● **Instruction**: Rewrite everything from the line containing "In which part of this frame is the driveway" down to the end of the records, requests included, scaling every coordinate in the answers by 1.95 and rounding each result to a whole number, with halves rounded up.

┌─ Information supplied

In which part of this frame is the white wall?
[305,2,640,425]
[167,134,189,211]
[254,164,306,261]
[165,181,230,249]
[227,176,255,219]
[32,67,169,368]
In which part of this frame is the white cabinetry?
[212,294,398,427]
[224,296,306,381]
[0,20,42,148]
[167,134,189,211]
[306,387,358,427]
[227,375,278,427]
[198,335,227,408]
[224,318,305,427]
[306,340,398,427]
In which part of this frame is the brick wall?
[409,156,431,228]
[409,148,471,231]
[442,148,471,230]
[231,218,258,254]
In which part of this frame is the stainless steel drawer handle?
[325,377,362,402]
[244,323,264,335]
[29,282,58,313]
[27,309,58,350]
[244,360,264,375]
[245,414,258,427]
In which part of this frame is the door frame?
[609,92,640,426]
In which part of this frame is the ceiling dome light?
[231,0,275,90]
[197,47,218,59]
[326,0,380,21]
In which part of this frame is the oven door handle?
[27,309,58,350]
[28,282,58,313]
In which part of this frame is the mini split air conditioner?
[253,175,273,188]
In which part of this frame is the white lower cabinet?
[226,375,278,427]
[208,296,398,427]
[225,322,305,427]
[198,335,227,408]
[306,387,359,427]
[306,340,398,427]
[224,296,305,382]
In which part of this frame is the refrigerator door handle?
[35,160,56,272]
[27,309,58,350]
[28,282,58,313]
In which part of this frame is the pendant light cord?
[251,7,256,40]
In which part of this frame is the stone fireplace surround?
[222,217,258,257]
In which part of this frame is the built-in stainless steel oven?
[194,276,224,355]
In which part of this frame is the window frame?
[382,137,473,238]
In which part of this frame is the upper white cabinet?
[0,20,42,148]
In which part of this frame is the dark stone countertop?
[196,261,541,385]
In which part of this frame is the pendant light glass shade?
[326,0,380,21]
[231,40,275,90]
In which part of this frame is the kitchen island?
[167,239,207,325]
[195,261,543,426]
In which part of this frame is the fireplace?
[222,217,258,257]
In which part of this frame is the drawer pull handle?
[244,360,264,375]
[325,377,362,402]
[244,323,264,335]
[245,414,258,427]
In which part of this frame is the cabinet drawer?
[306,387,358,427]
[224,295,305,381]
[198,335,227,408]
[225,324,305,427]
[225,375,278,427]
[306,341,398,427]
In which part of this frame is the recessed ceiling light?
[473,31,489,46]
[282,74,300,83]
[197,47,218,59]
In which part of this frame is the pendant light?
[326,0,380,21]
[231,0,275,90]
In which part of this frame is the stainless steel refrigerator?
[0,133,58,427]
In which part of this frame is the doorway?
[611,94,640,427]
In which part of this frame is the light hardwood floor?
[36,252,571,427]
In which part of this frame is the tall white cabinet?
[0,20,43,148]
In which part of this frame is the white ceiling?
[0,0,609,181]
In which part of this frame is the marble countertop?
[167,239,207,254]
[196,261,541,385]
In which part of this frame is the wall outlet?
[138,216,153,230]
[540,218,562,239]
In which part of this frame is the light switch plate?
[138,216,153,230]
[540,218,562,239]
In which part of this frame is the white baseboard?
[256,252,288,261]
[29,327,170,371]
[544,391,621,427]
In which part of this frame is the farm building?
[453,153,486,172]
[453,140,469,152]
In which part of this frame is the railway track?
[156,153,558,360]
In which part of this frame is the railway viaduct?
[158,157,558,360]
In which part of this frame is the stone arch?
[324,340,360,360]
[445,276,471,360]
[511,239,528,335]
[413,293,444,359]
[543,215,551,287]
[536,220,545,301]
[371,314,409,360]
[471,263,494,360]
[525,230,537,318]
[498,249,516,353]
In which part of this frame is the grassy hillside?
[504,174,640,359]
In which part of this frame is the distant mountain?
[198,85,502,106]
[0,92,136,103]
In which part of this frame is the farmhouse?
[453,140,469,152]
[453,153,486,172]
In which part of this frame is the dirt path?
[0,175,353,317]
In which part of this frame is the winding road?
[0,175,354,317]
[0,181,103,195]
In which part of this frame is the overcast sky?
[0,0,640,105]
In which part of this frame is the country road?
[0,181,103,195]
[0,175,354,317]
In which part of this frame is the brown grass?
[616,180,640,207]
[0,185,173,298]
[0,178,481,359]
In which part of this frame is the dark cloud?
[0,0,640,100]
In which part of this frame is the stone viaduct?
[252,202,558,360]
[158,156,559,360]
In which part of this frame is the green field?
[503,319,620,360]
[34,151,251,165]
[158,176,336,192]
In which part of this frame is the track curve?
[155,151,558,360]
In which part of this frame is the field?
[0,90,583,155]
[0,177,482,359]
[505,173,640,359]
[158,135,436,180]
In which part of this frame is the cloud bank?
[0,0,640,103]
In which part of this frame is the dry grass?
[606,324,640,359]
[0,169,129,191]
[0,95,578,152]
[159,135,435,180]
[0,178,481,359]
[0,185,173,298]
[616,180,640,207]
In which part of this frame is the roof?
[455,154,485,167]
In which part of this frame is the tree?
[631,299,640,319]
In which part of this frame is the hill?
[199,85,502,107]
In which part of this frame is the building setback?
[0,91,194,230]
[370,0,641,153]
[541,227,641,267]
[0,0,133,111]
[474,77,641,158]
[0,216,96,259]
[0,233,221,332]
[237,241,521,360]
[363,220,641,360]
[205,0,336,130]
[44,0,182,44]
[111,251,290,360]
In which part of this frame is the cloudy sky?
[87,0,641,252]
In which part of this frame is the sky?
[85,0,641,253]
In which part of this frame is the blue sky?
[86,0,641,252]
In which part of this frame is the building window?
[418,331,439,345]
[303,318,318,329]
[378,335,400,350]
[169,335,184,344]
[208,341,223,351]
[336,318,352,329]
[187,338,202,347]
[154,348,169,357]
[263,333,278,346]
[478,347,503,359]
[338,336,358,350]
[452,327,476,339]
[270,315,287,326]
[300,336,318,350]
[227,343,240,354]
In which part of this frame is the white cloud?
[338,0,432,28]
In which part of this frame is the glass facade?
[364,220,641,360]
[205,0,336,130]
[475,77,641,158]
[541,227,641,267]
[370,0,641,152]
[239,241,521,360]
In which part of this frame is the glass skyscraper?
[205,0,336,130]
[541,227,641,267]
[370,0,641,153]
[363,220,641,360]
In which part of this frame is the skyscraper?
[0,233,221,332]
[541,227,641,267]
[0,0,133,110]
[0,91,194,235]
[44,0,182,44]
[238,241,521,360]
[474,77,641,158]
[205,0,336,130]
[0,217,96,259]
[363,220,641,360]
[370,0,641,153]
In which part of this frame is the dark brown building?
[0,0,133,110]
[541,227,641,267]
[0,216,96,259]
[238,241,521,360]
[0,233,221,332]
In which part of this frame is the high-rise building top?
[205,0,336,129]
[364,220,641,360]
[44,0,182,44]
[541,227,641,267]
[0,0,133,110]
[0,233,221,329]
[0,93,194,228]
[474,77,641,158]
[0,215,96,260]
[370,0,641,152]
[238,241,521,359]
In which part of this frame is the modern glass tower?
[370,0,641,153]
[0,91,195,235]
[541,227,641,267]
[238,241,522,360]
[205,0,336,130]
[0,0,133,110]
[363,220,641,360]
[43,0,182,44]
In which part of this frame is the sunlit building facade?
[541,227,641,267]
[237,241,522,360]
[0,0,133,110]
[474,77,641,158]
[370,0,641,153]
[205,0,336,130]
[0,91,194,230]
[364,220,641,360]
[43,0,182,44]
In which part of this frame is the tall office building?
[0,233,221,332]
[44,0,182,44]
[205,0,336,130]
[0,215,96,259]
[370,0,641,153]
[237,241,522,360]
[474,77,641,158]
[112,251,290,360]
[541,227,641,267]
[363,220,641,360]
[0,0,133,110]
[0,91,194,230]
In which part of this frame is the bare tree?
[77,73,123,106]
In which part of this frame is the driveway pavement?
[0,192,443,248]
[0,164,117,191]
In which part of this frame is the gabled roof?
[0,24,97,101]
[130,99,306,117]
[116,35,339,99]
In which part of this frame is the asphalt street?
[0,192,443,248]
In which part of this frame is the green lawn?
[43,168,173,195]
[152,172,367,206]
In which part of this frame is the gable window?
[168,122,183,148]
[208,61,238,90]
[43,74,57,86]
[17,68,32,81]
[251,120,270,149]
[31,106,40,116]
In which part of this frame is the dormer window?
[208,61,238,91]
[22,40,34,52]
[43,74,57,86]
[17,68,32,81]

└─

● **Problem solution**:
In which part of this frame is the driveway pavement?
[0,374,864,484]
[0,320,228,372]
In which part of this frame is the gabled roof?
[0,47,189,197]
[254,193,597,228]
[226,68,661,193]
In which part of this frame is the asphalt street?
[0,374,864,484]
In which part of this frame is the green lawn?
[84,328,337,380]
[296,335,716,402]
In which part of this frame is the gable window?
[328,238,357,289]
[406,119,464,176]
[84,144,111,168]
[33,133,62,158]
[489,234,527,291]
[60,207,78,226]
In which part of this frame is the dormer window?
[406,119,464,177]
[43,78,66,101]
[84,144,111,168]
[33,133,62,158]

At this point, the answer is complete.